(Location annotation dataset records)
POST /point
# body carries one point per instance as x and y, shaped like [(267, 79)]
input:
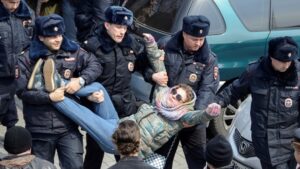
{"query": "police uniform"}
[(51, 131), (200, 71), (275, 102), (119, 62), (15, 35)]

• [WRITTEN REQUEST]: Set down the records above precisely as they appear, omitting the pictures from your answer.

• [EXPECTED ANSWER]:
POST /point
# body carries one point per instance as x and y, shaped like [(267, 79)]
input:
{"query": "police uniform"}
[(51, 131), (200, 71), (275, 102), (119, 62), (15, 35)]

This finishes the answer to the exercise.